_Set exercise_
Copy the thesis description word for word, beginning at "In such materials, the" and stopping after "of the system.".

_Passage_
Description du sujet de thèse

Over the past two decades, computational chemistry has become a cornerstone in battery research. However, theoretical investigations of alkali-ion insertion and extraction in electrode materials have relied almost exclusively on adiabatic quantum mechanical approaches. These methods inherently assume thermodynamic reversibility and therefore fall short in describing partially or fully irreversible processes, for which access to diabatic electronic states is critical. Understanding these irreversible mechanisms is essential, particularly in systems where redox reactions induce significant structural reorganization or even material degradation during charge/discharge cycles.

This limitation is especially relevant in the context of anionic redox processes, first experimentally observed in 2013 within the family of lithium-rich transition metal oxides (A[AxM1–x]O2). [1,2] These systems continue to raise fundamental questions regarding the nature of the (O–O)^n– species formed during oxidation and the extent to which the process is reversible upon discharge. [3–6] While the identification of charged-state species is generally tractable using adiabatic methods—owing to their focus on equilibrium configurations—the characterization of the excited electronic states involved in their formation is significantly more challenging.

On the experimental front, X-ray spectroscopies, such as X-ray Absorption Spectroscopy (XAS) and Resonant Inelastic X-ray Scattering (RIXS), provide unique access to these excited states with elemental and chemical specificity. These high-resolution techniques exploit ultrafast radiation sources—enabling femtosecond and attosecond time scales—to probe the local electronic structure of materials in a highly sensitive manner. X-ray spectroscopies are now well established in the study of energy materials [7], offering precise insights into the electronic configurations of ordered systems, where the response of chemically equivalent atoms is nearly homogeneous.

However, interpretation becomes markedly more complex in disordered or compositionally heterogeneous materials, where the same element may exist in multiple oxidation states, bonding environments, or coordination geometries. This complexity is characteristic of alkali-rich transition metal oxides of the A[AxM1–x]O2 type, which exhibit statistical disorder on A and M cationic sites, variable alkali content, multiple cationic redox centers, and dynamic cation migration during cycling. These factors contribute to a highly intricate structural and electronic landscape.

In such materials, the oxygen sublattice is best described as a composite of distinct oxygen sub-networks, each with different reactivities and electronic structures that are strongly influenced by their local environments and bonding characteristics—ionic or covalent—with neighboring cations. These local environments can evolve over repeated electrochemical cycles, further complicating the behavior of the system.

The central objective of this PhD project is to harness the atomic specificity of X-ray spectroscopies to deconvolute the electrochemical reactivity of these various oxygen sub-networks. By identifying the excited states involved in redox activity at a local scale, the project aims to provide a mechanistic understanding of anionic redox phenomena. This research will be conducted in collaboration with Eleonora Luppi (LCT, Sorbonne Université) and Valérie Pralong (CRISMAT, Caen), with funding from the RS2E (French Network on Electrochemical Energy Storage).

_Entries_
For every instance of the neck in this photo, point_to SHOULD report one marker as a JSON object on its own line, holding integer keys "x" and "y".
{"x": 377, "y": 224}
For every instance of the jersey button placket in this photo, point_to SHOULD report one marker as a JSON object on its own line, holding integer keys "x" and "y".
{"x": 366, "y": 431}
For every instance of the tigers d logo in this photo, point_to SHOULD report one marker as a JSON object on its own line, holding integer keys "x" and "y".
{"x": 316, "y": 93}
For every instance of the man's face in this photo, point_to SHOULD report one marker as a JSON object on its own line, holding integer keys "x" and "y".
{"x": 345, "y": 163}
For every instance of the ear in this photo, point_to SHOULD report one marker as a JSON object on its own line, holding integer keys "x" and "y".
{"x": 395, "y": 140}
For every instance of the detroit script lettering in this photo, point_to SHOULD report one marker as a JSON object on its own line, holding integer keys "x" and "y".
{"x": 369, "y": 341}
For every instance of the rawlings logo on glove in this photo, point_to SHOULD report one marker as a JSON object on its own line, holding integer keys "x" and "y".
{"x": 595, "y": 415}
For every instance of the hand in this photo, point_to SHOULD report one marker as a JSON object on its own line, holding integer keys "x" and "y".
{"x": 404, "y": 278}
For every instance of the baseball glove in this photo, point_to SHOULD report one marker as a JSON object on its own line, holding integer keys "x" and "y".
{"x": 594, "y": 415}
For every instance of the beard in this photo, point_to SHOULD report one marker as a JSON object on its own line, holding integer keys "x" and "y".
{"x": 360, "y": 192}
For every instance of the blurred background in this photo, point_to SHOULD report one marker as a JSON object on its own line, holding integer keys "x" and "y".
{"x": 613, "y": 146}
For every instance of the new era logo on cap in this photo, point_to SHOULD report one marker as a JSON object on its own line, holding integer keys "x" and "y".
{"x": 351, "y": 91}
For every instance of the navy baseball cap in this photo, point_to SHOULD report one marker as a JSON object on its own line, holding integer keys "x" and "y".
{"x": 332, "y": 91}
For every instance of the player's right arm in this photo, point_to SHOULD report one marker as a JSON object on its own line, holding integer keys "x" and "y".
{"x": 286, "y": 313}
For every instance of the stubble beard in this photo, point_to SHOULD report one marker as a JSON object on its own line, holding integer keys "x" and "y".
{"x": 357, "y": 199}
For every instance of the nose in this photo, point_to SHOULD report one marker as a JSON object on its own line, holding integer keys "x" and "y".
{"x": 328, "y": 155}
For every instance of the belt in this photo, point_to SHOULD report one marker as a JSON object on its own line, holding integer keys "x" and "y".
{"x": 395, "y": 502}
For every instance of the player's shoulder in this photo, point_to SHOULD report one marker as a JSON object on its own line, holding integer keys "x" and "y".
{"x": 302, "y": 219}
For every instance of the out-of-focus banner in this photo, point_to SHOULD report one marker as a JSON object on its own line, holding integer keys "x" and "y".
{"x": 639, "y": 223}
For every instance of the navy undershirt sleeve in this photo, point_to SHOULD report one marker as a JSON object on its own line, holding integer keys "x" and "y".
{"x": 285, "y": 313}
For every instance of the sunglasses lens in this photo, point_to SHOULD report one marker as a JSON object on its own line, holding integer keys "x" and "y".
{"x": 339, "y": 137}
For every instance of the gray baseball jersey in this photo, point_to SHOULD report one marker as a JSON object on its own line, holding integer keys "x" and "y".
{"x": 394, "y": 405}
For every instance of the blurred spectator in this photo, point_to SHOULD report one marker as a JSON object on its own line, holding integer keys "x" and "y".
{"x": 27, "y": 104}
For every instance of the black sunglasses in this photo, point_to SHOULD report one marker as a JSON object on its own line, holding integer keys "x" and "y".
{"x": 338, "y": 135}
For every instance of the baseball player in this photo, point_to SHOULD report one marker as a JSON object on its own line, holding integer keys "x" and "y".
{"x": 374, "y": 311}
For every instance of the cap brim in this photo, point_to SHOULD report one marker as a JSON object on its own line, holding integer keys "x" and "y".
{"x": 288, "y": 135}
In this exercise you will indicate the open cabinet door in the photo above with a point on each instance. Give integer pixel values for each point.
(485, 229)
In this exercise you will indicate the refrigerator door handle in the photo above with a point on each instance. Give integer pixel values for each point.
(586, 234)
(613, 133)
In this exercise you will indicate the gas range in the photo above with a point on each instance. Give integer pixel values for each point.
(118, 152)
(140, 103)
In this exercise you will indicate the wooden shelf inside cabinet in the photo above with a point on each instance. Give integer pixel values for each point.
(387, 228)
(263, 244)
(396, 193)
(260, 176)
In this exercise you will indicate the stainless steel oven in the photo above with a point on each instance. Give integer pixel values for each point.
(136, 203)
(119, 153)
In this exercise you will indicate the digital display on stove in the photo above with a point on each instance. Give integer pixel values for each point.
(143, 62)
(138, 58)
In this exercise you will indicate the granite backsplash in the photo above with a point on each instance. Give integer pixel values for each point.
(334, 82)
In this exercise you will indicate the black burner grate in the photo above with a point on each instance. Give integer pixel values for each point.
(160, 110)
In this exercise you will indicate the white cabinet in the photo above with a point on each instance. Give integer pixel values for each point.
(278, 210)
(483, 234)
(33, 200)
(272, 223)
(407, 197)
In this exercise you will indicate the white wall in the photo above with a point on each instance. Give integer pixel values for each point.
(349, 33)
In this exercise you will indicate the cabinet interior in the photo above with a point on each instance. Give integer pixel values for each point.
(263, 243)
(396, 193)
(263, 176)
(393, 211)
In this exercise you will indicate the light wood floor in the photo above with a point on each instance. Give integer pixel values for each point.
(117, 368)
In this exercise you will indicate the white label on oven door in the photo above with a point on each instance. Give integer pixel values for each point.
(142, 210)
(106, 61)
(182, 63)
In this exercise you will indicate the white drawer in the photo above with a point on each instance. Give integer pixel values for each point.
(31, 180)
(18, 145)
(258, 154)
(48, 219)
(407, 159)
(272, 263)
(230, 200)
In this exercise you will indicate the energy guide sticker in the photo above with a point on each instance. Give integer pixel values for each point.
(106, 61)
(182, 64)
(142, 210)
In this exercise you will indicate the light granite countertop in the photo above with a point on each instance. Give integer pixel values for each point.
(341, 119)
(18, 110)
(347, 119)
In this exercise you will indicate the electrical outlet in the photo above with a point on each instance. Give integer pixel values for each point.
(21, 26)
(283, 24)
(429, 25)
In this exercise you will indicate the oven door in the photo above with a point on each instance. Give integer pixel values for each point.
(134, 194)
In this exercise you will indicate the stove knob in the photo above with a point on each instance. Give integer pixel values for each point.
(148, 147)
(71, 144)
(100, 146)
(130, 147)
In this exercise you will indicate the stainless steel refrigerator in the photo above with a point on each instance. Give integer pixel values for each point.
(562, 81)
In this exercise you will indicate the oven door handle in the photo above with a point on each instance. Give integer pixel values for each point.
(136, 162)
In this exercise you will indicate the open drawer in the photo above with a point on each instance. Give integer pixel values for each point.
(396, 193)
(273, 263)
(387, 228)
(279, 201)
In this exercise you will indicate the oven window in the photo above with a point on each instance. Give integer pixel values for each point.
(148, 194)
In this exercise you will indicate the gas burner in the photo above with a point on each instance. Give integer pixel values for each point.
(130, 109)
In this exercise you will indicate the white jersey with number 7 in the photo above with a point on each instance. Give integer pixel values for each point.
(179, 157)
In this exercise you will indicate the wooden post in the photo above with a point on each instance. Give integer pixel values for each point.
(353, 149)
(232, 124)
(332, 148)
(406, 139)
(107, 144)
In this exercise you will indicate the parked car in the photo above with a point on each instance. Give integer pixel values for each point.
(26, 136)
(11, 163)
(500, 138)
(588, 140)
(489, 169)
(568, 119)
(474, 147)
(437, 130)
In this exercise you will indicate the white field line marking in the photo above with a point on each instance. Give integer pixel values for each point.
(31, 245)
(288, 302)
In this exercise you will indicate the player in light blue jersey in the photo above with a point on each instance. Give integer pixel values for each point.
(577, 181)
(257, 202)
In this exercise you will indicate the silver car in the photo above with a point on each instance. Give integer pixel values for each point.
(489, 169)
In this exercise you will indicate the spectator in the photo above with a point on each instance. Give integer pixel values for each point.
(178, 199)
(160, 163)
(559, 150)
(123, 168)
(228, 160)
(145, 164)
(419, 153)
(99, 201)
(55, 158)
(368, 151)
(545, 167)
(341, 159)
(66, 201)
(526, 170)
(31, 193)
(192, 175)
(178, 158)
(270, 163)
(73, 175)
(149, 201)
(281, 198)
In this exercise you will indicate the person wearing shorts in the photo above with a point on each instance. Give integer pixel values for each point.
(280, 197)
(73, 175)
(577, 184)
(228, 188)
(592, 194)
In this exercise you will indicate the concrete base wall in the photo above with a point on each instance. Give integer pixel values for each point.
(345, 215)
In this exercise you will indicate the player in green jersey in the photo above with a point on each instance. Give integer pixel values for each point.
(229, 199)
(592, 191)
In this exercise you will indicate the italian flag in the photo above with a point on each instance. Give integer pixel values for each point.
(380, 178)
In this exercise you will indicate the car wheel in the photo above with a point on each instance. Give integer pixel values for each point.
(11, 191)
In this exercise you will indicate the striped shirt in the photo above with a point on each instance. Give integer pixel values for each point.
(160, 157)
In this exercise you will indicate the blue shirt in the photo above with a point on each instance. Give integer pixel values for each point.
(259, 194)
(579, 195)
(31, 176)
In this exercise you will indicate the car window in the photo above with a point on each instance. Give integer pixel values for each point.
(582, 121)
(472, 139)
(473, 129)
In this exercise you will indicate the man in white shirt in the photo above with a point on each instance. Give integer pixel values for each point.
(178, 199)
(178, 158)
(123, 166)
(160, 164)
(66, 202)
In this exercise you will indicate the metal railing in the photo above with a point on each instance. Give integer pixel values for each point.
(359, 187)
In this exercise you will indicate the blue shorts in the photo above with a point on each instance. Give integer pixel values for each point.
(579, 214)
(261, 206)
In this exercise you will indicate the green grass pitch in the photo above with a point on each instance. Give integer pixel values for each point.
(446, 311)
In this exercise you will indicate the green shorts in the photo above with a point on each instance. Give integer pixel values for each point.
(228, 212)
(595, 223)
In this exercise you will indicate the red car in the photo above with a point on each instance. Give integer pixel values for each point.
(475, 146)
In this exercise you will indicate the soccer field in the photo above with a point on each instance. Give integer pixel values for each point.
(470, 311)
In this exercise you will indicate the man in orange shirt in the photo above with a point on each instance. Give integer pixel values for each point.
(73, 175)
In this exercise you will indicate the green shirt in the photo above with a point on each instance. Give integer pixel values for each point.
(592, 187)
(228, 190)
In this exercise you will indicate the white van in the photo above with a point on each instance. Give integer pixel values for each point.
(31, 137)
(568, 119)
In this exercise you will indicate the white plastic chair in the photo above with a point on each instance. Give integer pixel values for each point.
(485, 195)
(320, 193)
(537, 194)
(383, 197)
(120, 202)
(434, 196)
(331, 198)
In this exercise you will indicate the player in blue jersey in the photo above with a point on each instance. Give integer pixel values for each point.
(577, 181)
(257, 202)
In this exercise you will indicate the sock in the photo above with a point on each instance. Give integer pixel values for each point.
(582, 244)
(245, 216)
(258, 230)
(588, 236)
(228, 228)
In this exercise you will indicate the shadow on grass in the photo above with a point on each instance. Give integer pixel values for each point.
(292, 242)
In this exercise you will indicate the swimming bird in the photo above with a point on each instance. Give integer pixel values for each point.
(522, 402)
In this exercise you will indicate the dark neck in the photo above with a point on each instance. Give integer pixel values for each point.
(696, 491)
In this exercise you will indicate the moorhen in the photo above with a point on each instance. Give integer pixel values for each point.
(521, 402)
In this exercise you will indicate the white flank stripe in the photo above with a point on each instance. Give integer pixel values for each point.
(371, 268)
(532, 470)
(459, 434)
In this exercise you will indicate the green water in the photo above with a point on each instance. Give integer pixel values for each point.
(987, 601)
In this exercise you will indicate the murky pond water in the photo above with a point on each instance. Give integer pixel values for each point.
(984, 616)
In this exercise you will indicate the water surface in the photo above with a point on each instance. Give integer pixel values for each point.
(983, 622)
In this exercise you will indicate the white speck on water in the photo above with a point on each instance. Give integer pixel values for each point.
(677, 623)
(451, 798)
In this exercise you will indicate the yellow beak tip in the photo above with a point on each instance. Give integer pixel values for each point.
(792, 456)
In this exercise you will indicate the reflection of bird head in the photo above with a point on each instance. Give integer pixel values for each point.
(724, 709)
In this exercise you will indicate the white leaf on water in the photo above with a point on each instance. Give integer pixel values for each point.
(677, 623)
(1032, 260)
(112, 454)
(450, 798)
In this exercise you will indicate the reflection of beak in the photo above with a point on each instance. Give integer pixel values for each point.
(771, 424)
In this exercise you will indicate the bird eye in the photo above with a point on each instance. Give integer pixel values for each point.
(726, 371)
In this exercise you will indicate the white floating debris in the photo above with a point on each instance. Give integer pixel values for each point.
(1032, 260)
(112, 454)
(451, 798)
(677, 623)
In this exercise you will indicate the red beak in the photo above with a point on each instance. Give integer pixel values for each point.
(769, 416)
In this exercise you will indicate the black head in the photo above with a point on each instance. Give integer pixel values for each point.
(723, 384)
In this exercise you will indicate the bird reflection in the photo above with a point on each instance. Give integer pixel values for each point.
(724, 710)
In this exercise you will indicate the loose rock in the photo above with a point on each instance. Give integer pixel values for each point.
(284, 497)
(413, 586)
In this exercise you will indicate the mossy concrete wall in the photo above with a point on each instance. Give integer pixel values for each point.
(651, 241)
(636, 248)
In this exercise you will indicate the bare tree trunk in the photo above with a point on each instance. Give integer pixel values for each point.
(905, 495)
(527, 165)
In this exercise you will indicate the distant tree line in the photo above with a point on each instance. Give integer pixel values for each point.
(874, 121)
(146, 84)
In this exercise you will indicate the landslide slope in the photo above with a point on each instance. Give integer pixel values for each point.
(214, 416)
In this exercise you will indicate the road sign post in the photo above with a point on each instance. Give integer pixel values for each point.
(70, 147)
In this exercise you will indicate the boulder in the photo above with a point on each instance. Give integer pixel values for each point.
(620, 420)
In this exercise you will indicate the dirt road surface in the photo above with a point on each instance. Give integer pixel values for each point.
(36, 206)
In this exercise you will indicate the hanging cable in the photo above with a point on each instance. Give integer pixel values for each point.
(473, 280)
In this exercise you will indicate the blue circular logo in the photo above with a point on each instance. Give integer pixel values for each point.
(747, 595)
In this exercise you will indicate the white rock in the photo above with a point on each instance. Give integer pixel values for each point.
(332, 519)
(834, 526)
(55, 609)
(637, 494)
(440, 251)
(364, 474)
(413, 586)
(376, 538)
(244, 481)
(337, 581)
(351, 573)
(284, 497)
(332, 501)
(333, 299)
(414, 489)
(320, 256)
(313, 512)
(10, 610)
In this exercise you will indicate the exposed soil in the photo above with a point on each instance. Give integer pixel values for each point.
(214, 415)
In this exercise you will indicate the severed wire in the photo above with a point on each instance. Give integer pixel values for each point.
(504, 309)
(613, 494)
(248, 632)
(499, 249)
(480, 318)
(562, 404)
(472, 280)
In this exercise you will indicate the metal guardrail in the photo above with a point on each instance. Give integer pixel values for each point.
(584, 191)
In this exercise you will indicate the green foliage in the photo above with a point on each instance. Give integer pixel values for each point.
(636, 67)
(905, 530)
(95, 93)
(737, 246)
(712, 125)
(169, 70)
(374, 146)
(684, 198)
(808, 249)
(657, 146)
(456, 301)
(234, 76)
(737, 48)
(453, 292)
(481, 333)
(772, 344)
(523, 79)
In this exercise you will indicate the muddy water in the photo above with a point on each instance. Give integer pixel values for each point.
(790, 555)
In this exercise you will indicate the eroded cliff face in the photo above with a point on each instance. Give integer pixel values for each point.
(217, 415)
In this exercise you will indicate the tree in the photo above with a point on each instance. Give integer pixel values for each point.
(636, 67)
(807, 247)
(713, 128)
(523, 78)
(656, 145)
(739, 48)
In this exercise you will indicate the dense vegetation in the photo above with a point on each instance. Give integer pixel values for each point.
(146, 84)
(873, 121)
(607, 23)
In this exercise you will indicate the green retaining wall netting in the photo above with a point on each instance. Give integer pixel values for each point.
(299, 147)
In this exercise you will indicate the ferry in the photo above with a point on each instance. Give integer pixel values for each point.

_Task result_
In such materials, the oxygen sublattice is best described as a composite of distinct oxygen sub-networks, each with different reactivities and electronic structures that are strongly influenced by their local environments and bonding characteristics—ionic or covalent—with neighboring cations. These local environments can evolve over repeated electrochemical cycles, further complicating the behavior of the system.